WORK REQUEST
Every line below between the line holding "Practice step: identify the green foliage" and the line holding "Practice step: identify the dark", inclusive, should be repeated exactly, and all other lines omitted.
START RECORD EXCERPTS
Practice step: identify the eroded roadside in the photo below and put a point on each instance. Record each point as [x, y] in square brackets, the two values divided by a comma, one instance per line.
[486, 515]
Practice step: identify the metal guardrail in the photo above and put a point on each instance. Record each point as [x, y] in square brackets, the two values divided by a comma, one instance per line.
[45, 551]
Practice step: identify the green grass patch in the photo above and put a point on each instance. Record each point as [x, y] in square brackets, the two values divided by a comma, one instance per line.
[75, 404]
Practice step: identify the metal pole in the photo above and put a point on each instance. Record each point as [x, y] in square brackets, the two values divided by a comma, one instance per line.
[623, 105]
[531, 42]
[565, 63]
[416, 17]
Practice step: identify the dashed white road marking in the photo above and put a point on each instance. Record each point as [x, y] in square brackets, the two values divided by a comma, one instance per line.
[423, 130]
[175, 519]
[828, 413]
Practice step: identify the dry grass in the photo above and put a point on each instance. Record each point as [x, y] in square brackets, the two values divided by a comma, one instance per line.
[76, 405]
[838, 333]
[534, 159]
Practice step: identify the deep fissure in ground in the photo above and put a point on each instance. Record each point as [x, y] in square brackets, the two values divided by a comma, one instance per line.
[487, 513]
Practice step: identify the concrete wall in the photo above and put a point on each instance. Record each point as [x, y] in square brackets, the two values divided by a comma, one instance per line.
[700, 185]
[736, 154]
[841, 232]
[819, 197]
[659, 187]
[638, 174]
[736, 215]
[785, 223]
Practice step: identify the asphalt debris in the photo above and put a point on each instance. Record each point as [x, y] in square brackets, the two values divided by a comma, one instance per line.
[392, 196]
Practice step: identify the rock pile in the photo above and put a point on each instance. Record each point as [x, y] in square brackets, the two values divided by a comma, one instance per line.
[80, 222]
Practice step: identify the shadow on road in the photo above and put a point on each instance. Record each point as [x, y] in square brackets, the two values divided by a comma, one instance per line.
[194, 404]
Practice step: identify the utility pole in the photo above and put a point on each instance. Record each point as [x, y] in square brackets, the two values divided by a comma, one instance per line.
END RECORD EXCERPTS
START RECORD EXCERPTS
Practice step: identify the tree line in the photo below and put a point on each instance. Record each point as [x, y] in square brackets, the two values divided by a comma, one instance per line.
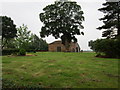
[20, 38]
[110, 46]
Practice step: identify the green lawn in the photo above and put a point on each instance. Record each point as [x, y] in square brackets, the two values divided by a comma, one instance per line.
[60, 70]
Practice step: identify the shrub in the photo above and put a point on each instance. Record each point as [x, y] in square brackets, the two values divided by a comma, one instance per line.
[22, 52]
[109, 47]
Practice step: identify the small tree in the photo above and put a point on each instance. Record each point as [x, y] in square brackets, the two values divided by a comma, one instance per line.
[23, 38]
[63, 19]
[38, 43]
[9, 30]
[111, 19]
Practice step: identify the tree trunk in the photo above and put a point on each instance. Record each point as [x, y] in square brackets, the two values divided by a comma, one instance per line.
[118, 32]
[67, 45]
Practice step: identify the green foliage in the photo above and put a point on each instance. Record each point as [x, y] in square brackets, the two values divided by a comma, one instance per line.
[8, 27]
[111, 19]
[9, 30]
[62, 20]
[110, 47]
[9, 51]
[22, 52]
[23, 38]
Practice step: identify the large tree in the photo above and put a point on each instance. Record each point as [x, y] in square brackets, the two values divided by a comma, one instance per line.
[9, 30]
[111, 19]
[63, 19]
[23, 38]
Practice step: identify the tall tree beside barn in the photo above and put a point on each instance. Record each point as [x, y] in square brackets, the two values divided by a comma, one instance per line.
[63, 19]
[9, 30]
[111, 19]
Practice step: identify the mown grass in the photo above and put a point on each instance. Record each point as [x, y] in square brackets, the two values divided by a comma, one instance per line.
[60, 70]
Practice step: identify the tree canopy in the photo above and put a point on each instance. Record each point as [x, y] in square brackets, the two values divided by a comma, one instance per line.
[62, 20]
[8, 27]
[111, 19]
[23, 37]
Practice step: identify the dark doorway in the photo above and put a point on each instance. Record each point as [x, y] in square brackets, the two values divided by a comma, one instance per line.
END RECORD EXCERPTS
ANSWER AREA
Practice step: identify the green foliage in the photo above and put a point on each instance. Record each point as [x, y] in square brackets, the two values divided by a comma, one instance per line.
[8, 27]
[111, 19]
[9, 30]
[62, 20]
[110, 47]
[9, 51]
[22, 52]
[23, 38]
Practice step: identify the large tree in the photo above and put a point on each instance. Record each point as [x, y] in square brackets, the two values divided by a comma, one instance per line.
[9, 30]
[111, 19]
[63, 19]
[23, 38]
Practice step: identify the tall tree beside barn in the photo above and put a point on each instance. Record each point as [x, y] in square brackets, the two values divided by a comma, one instance per line.
[63, 19]
[9, 30]
[111, 19]
Practice step: identify the mown grass in the photo above and put a point on each instance. Record each point as [x, y] in square brackets, the two values divided by a comma, one instance per line.
[60, 70]
Practice step: identify the tree canopy in the photo above and put a point on each instance. Record each point as [x, y] in square brackets, the two values divided by a comma, one instance per line.
[62, 20]
[8, 27]
[111, 19]
[23, 37]
Practice step: identify the dark doorway in the photo above and put a point on each instance. Record each point as [x, y] in square brackets, the two values divided by a comma, one instance per line.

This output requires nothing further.